Task goal> Starting at the top of the entries below, write out each line up to and including the one containing "positive clicks: (694, 679)". Leave the pictures out.

Records supplied>
+++
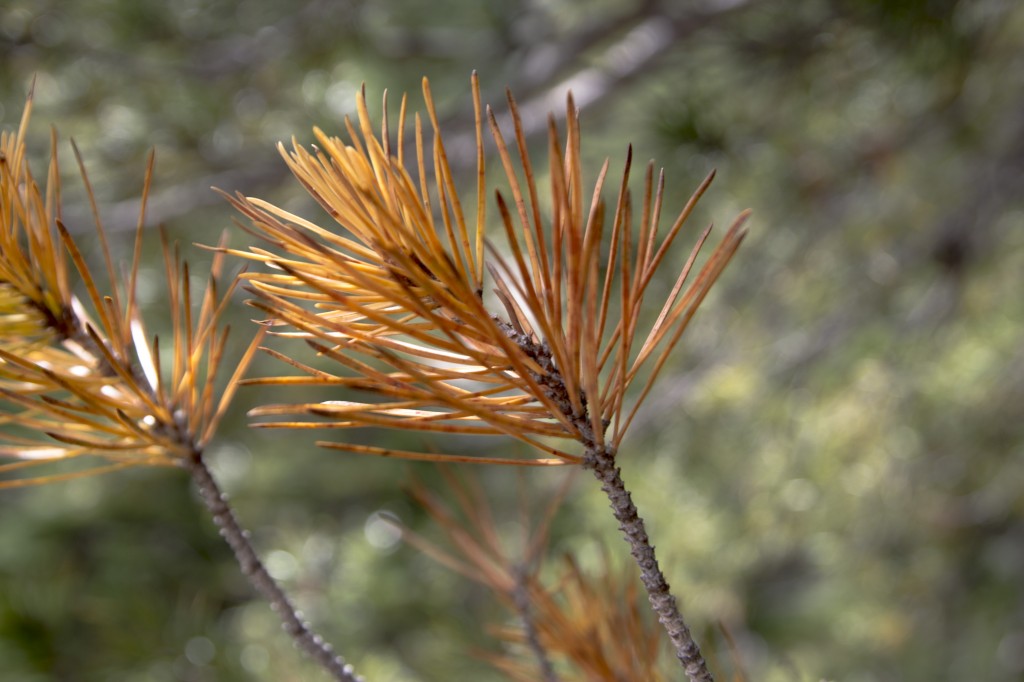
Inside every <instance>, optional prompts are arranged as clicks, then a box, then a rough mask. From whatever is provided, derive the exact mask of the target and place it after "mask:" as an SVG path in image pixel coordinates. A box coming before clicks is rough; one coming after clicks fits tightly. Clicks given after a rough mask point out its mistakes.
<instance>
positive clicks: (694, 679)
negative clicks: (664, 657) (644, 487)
mask: <svg viewBox="0 0 1024 682" xmlns="http://www.w3.org/2000/svg"><path fill="white" fill-rule="evenodd" d="M584 466H585V467H586V468H589V469H591V470H592V471H593V472H594V476H595V477H596V478H597V479H598V480H599V481H600V482H601V489H602V491H604V494H605V495H607V496H608V501H609V502H610V503H611V509H612V512H613V513H614V515H615V520H617V521H618V524H620V525H618V527H620V529H621V530H622V531H623V536H625V539H626V542H628V543H629V544H630V554H632V555H633V558H634V559H635V560H636V563H637V566H639V567H640V580H641V582H643V586H644V588H645V589H646V590H647V597H648V599H649V600H650V605H651V607H652V608H653V609H654V612H655V613H657V620H658V621H659V622H660V623H662V625H663V626H664V627H665V630H666V632H667V633H668V634H669V639H671V640H672V644H673V646H674V647H675V649H676V657H677V658H679V663H680V664H681V665H682V666H683V669H684V670H685V671H686V677H688V678H689V679H690V681H691V682H713V681H714V678H713V677H712V674H711V671H709V669H708V664H707V663H706V662H705V659H703V655H701V653H700V647H699V646H697V643H696V641H695V640H694V639H693V636H692V635H691V634H690V630H689V628H688V627H687V626H686V623H685V621H683V615H682V613H680V611H679V605H678V604H677V603H676V598H675V596H673V594H672V592H671V590H670V589H669V583H668V581H666V579H665V574H664V573H663V572H662V568H660V566H659V565H658V563H657V558H656V557H655V556H654V547H653V545H651V544H650V540H649V539H648V537H647V529H646V528H645V527H644V521H643V517H641V516H640V514H639V512H638V511H637V508H636V505H634V504H633V498H632V496H631V495H630V492H629V488H627V487H626V483H625V482H623V477H622V475H621V472H620V469H618V467H617V466H615V452H614V450H613V449H611V447H600V449H595V450H592V451H590V452H588V454H587V460H586V463H585V464H584Z"/></svg>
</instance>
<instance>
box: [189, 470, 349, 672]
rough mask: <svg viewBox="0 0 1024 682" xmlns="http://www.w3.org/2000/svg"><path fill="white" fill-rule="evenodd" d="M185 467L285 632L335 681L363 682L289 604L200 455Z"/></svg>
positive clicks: (253, 580) (220, 534)
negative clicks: (276, 617)
mask: <svg viewBox="0 0 1024 682" xmlns="http://www.w3.org/2000/svg"><path fill="white" fill-rule="evenodd" d="M187 468H188V471H189V473H190V474H191V477H193V480H195V481H196V485H197V487H198V488H199V492H200V496H201V497H202V498H203V502H204V503H205V504H206V506H207V509H209V510H210V513H211V514H212V515H213V520H214V522H215V523H216V524H217V527H218V528H220V535H221V537H222V538H223V539H224V541H225V542H226V543H227V544H228V545H229V546H230V548H231V551H232V552H233V553H234V558H236V559H237V560H238V562H239V566H241V568H242V572H243V573H244V574H245V577H246V578H247V579H249V582H250V583H251V584H252V585H253V587H255V588H256V590H257V592H259V593H260V594H261V595H263V596H264V597H265V598H266V599H267V600H268V601H269V602H270V606H271V608H273V610H274V611H276V613H278V615H279V616H281V620H282V622H283V623H284V627H285V632H287V633H288V634H289V635H291V636H292V639H294V640H295V643H296V644H297V645H298V647H299V648H300V649H302V650H303V651H305V652H306V653H307V654H308V655H309V656H310V657H311V658H313V660H315V662H316V663H317V664H319V666H321V667H322V668H324V669H325V670H326V671H328V672H329V673H330V674H331V675H332V677H334V679H335V680H338V681H339V682H362V678H361V677H359V676H358V675H356V674H355V671H354V670H353V669H352V667H351V666H350V665H348V664H346V663H345V659H344V658H342V657H341V656H340V655H338V654H337V653H335V652H334V649H333V648H332V646H331V645H330V644H329V643H327V642H325V641H324V639H323V638H322V637H321V636H319V635H317V634H315V633H313V632H312V631H310V630H309V626H308V625H306V623H305V622H304V621H303V620H302V615H301V613H300V612H299V611H298V610H297V609H296V608H295V606H294V605H293V604H292V602H291V600H290V599H289V598H288V595H286V594H285V592H284V590H282V589H281V586H280V585H278V583H276V581H274V580H273V578H272V577H271V576H270V573H269V572H267V570H266V566H264V565H263V562H262V561H260V559H259V556H257V554H256V550H255V549H254V548H253V546H252V543H250V542H249V534H248V532H247V531H246V530H245V529H243V528H242V526H241V525H240V524H239V521H238V519H237V518H236V517H234V512H233V511H232V510H231V507H230V506H229V505H228V504H227V498H226V497H225V496H224V494H223V493H221V491H220V486H218V485H217V481H216V480H214V478H213V475H212V474H211V473H210V470H209V469H208V468H207V466H206V463H205V462H203V458H202V456H201V455H199V454H197V455H196V456H194V457H193V458H190V459H189V460H188V462H187Z"/></svg>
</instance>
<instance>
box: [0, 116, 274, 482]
mask: <svg viewBox="0 0 1024 682" xmlns="http://www.w3.org/2000/svg"><path fill="white" fill-rule="evenodd" d="M31 112H32V99H31V97H30V99H29V101H28V103H27V105H26V108H25V114H24V116H23V118H22V123H20V126H19V127H18V130H17V131H16V132H4V133H3V136H2V139H0V400H2V407H3V413H2V415H0V425H2V426H3V428H2V430H0V456H2V457H4V458H7V459H13V460H14V461H12V462H8V463H6V464H2V465H0V473H2V474H4V475H5V478H4V479H3V480H0V487H12V486H22V485H28V484H34V483H40V482H49V481H54V480H59V479H63V478H68V477H76V476H81V475H89V474H94V473H98V472H102V471H109V470H113V469H120V468H124V467H131V466H139V465H161V466H164V465H181V464H182V463H183V462H184V461H186V460H188V459H189V458H195V457H197V454H198V453H202V452H203V449H204V446H205V445H206V444H207V442H209V440H210V438H211V437H212V435H213V433H214V432H215V431H216V428H217V425H218V423H219V422H220V420H221V418H222V417H223V415H224V414H225V411H226V410H227V406H228V404H229V402H230V400H231V397H232V395H233V394H234V391H236V390H237V388H238V386H239V381H240V379H241V377H242V375H243V373H244V371H245V368H246V367H247V365H248V360H249V358H250V357H251V356H252V354H253V352H254V350H255V347H256V345H255V344H253V345H252V346H251V347H250V349H249V351H248V352H247V353H246V354H245V356H244V357H243V358H242V360H241V363H240V364H239V365H238V369H237V370H236V371H234V372H233V374H232V376H230V377H229V378H227V379H226V381H221V377H220V376H219V375H220V371H221V368H223V367H229V365H228V364H225V363H223V361H222V360H223V358H224V353H225V347H226V342H227V338H228V330H227V329H226V328H222V327H221V326H220V324H219V322H220V317H221V315H222V313H223V311H224V309H225V306H226V305H227V303H228V299H229V296H230V293H231V290H232V289H233V288H234V284H233V283H232V284H230V285H228V286H227V287H226V288H225V289H224V290H223V291H221V289H220V288H219V287H218V285H217V282H218V278H219V275H220V274H221V269H222V268H223V262H224V258H223V257H222V256H219V255H218V257H217V258H215V259H214V263H213V268H212V273H211V275H210V279H209V283H208V286H207V287H206V290H205V291H204V292H203V293H202V294H201V295H199V296H196V295H194V293H193V292H191V289H190V285H189V282H190V280H189V271H188V266H187V264H186V263H184V262H183V261H182V260H181V258H180V256H179V254H178V252H177V249H176V247H173V246H172V245H170V244H169V243H168V242H167V240H166V239H165V240H164V259H165V264H166V283H167V287H166V291H167V294H168V297H169V305H170V319H171V321H172V334H171V339H170V343H165V344H164V346H165V347H164V348H163V349H162V348H161V340H160V338H158V337H157V336H153V337H151V336H150V335H148V334H147V332H146V326H145V322H144V319H143V317H142V315H141V314H140V310H139V303H138V298H137V296H136V284H137V281H138V275H139V263H140V254H141V232H142V224H143V220H144V207H145V198H146V196H147V194H148V189H150V182H151V178H152V175H153V156H152V155H151V158H150V164H148V166H147V168H146V173H145V179H144V183H143V191H142V202H141V206H142V210H141V211H140V215H139V221H138V228H137V231H136V240H135V246H134V250H133V253H132V258H131V261H130V264H129V265H128V266H127V267H126V268H124V269H123V271H121V272H119V271H118V268H117V267H116V266H115V257H114V256H113V254H112V252H111V248H110V244H109V241H108V239H106V236H105V232H104V230H103V226H102V222H101V220H100V218H99V212H98V209H97V207H96V203H95V200H94V195H93V193H92V188H91V186H90V184H89V179H88V175H87V174H86V172H85V167H84V165H83V164H82V160H81V156H80V155H79V153H78V150H77V147H75V146H74V144H73V148H74V150H75V156H76V159H77V160H78V164H79V168H80V170H81V175H82V178H83V181H84V183H85V187H86V193H87V195H88V198H89V201H90V203H91V206H92V212H93V216H94V217H95V235H96V238H97V243H98V246H99V252H100V256H101V259H102V263H103V268H102V270H104V271H103V274H104V278H99V276H97V275H96V274H95V273H94V271H93V269H92V268H90V266H89V265H88V263H87V258H86V255H85V254H83V252H82V250H81V249H80V248H79V245H78V244H77V243H76V241H75V239H74V238H73V237H72V235H71V231H70V230H69V228H68V226H67V225H66V224H65V221H63V217H62V213H61V204H60V169H59V164H58V161H57V152H56V148H57V146H56V135H55V133H53V134H52V135H51V152H50V159H49V166H48V169H47V174H46V180H45V182H44V183H43V184H42V185H41V184H40V183H39V181H37V179H36V177H35V176H34V175H33V173H32V170H31V168H30V164H29V159H28V152H27V148H26V137H27V134H28V128H29V121H30V116H31ZM103 280H105V282H104V281H103ZM79 290H84V294H85V296H84V298H80V297H79V295H78V294H77V293H76V291H79ZM221 384H223V386H222V388H221V390H219V391H217V390H215V387H219V386H220V385H221ZM84 456H98V463H97V461H96V460H95V458H93V461H92V462H91V463H90V464H88V465H86V466H84V467H78V468H74V469H73V470H71V471H63V472H60V473H49V474H44V475H40V476H25V475H24V471H25V470H27V469H33V468H36V467H44V466H50V467H52V465H53V464H54V463H55V462H68V461H71V460H78V459H79V458H83V457H84Z"/></svg>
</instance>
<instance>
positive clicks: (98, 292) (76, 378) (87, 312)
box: [0, 95, 360, 682]
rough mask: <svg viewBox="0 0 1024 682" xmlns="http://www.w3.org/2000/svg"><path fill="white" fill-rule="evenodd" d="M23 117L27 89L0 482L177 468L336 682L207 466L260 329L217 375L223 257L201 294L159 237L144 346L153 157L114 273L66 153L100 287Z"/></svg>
mask: <svg viewBox="0 0 1024 682" xmlns="http://www.w3.org/2000/svg"><path fill="white" fill-rule="evenodd" d="M31 112H32V97H31V95H30V97H29V101H28V103H27V104H26V108H25V114H24V116H23V119H22V123H20V126H19V128H18V131H17V133H16V134H11V133H6V132H4V133H3V134H2V137H0V410H2V413H0V459H2V460H3V461H4V463H2V464H0V476H3V478H0V488H3V487H20V486H26V485H33V484H39V483H47V482H54V481H58V480H66V479H69V478H76V477H80V476H87V475H93V474H97V473H102V472H108V471H113V470H117V469H123V468H126V467H133V466H155V465H159V466H179V467H182V468H184V469H186V470H187V471H188V472H189V474H190V475H191V477H193V479H194V481H195V482H196V484H197V487H198V489H199V493H200V496H201V498H202V499H203V502H204V503H205V504H206V506H207V508H208V509H209V511H210V513H211V515H212V516H213V520H214V522H215V523H216V524H217V525H218V526H219V528H220V531H221V535H222V536H223V537H224V539H225V541H226V542H227V544H228V545H229V546H230V548H231V550H232V552H233V553H234V556H236V559H237V560H238V562H239V564H240V566H241V568H242V571H243V573H244V574H245V576H246V578H247V579H248V580H249V581H250V582H251V583H252V585H253V587H254V588H255V589H256V590H257V591H258V592H260V593H261V594H262V595H263V596H264V597H265V598H266V599H267V600H268V601H269V602H270V604H271V605H272V607H273V608H274V610H275V611H278V613H279V615H280V616H281V619H282V621H283V622H284V625H285V629H286V631H287V632H288V633H289V634H290V635H291V636H292V637H293V638H294V640H295V642H296V644H297V645H298V646H299V647H300V648H302V649H303V650H304V651H305V652H306V653H307V654H309V655H310V656H311V657H312V658H313V659H314V660H316V662H317V663H318V664H319V665H321V666H322V667H323V668H324V669H325V670H327V671H328V672H329V673H331V675H332V676H333V677H334V679H336V680H340V681H342V682H354V681H355V680H358V679H360V678H358V677H357V676H356V675H355V674H354V672H353V671H352V669H351V667H350V666H348V665H346V664H345V662H344V659H342V658H341V657H340V656H338V655H337V654H336V653H335V652H334V650H333V649H332V647H331V646H330V645H329V644H328V643H326V642H325V641H324V640H323V639H321V638H319V637H318V636H317V635H315V634H314V633H312V632H311V631H310V630H309V628H308V626H307V625H306V624H305V622H304V621H303V620H302V619H301V615H300V614H299V612H298V611H297V610H296V608H295V606H294V605H293V604H292V603H291V601H290V600H289V599H288V596H287V595H286V594H285V593H284V592H283V591H282V589H281V587H280V586H279V585H278V584H276V582H274V580H273V578H272V577H271V576H270V574H269V572H267V570H266V568H265V566H264V565H263V564H262V563H261V562H260V560H259V557H258V556H257V554H256V552H255V550H254V549H253V547H252V544H251V543H250V541H249V538H248V535H247V534H246V532H245V530H244V529H243V528H242V526H241V525H240V524H239V522H238V520H237V518H236V517H234V514H233V512H232V511H231V508H230V507H229V506H228V504H227V500H226V498H225V497H224V495H223V494H222V493H221V491H220V488H219V487H218V485H217V483H216V481H215V480H214V478H213V476H212V475H211V473H210V471H209V469H208V468H207V466H206V463H205V461H204V452H205V449H206V446H207V444H208V443H209V442H210V439H211V438H212V437H213V435H214V433H215V431H216V429H217V426H218V424H219V423H220V421H221V419H222V418H223V416H224V414H225V412H226V410H227V407H228V406H229V403H230V401H231V398H232V397H233V395H234V393H236V391H237V389H238V387H239V385H240V380H241V378H242V376H243V374H244V373H245V371H246V369H247V367H248V365H249V363H250V360H251V359H252V357H253V355H254V353H255V351H256V349H257V348H258V346H259V340H260V337H261V336H262V331H260V332H258V333H257V334H256V335H255V336H254V338H253V340H252V342H251V343H250V344H249V346H248V349H247V350H246V351H245V352H244V353H243V355H242V357H241V358H239V360H238V364H237V366H236V369H234V370H233V371H231V372H230V375H229V376H228V377H226V378H225V377H223V376H222V375H223V374H224V373H223V372H222V370H221V369H222V368H224V367H230V365H229V363H228V361H227V360H226V358H227V355H226V352H225V351H226V348H227V339H228V328H227V327H226V326H221V324H220V322H221V317H222V314H223V312H224V310H225V307H226V305H227V303H228V301H229V299H230V296H231V292H232V291H233V289H234V287H236V285H237V283H238V282H239V280H238V279H237V278H236V279H231V281H230V284H229V285H228V286H227V287H226V288H223V289H221V288H219V287H218V284H217V283H218V281H219V280H220V279H221V275H222V269H223V266H224V261H225V257H224V254H223V253H217V254H216V255H215V257H214V259H213V265H212V268H211V275H210V279H209V282H208V284H207V287H206V289H205V290H204V292H203V293H202V295H199V296H197V295H195V294H194V292H193V290H191V284H190V283H191V279H190V276H189V269H188V265H187V264H186V263H185V262H184V261H183V260H182V259H181V257H180V255H179V253H178V249H177V246H172V245H171V244H169V243H168V241H167V240H166V238H165V239H164V240H163V247H164V249H163V251H164V261H165V269H166V276H167V289H166V290H167V294H168V298H169V304H170V319H171V339H170V343H169V344H165V345H164V346H163V353H162V352H161V351H162V347H161V344H160V339H159V338H158V337H157V336H154V337H153V339H152V341H151V340H150V336H148V335H147V333H146V329H145V324H144V321H143V318H142V315H141V312H140V308H139V303H138V298H137V296H136V294H135V288H136V284H137V282H138V278H139V267H140V256H141V239H142V226H143V224H144V219H145V203H146V198H147V196H148V191H150V183H151V180H152V177H153V167H154V156H153V155H151V156H150V162H148V165H147V167H146V172H145V180H144V183H143V189H142V201H141V209H140V211H139V219H138V225H137V228H136V232H135V246H134V250H133V253H132V259H131V263H130V265H129V267H128V268H127V272H126V273H124V276H123V278H122V276H119V274H118V272H117V268H116V267H115V264H114V263H115V259H114V257H113V254H112V251H111V249H110V245H109V242H108V239H106V236H105V232H104V230H103V225H102V221H101V220H100V218H99V211H98V207H97V206H96V202H95V199H94V194H93V191H92V187H91V186H90V183H89V178H88V175H87V174H86V172H85V166H84V164H83V163H82V160H81V156H80V155H79V153H78V150H77V148H75V156H76V158H77V159H78V162H79V168H80V171H81V176H82V180H83V182H84V184H85V188H86V195H87V196H88V199H89V202H90V205H91V208H92V214H93V217H94V220H95V233H96V237H97V241H98V244H99V250H100V254H101V258H102V261H103V265H104V269H105V283H103V282H101V281H100V280H99V279H97V278H96V276H95V275H94V273H93V270H92V269H91V268H90V267H89V265H88V263H87V260H86V257H85V255H84V254H83V253H82V252H81V250H80V249H79V246H78V244H77V243H76V241H75V240H74V238H73V237H72V236H71V232H70V231H69V229H68V228H67V226H66V225H65V224H63V219H62V216H61V213H60V174H59V167H58V164H57V155H56V136H55V134H53V135H51V152H50V164H49V170H48V173H47V179H46V183H45V185H44V186H40V185H39V183H38V182H37V181H36V179H35V177H34V176H33V174H32V171H31V169H30V168H29V163H28V159H27V153H26V136H27V131H28V125H29V119H30V115H31ZM73 148H74V144H73ZM221 246H222V247H223V246H224V244H223V243H222V244H221ZM104 284H105V286H104ZM77 286H80V287H81V288H83V289H84V290H85V293H86V296H85V299H84V301H83V300H82V299H80V298H78V296H77V295H76V294H75V293H74V291H73V290H74V288H75V287H77ZM103 290H105V291H106V293H105V294H104V293H101V292H102V291H103ZM218 386H219V390H218ZM85 456H95V457H98V461H99V463H98V464H96V463H90V464H89V465H87V466H85V467H79V468H76V469H71V470H62V471H58V472H57V473H45V474H41V475H28V476H27V475H25V472H26V470H29V469H36V468H39V467H52V466H53V465H54V464H57V465H59V464H65V463H68V462H69V461H72V460H79V459H80V458H83V457H85Z"/></svg>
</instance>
+++
Written solution>
Inside every <instance>, optional prompts are arranged as clicks, then a box, then a rough mask. From whatever is provided, derive the exact mask of the target and place it after "mask:" as an SVG path in image pixel coordinates. A box coming before clicks is rough; one coming after clicks fits tightly. Clicks given after a rough mask point out its mistakes.
<instance>
positive clicks: (694, 679)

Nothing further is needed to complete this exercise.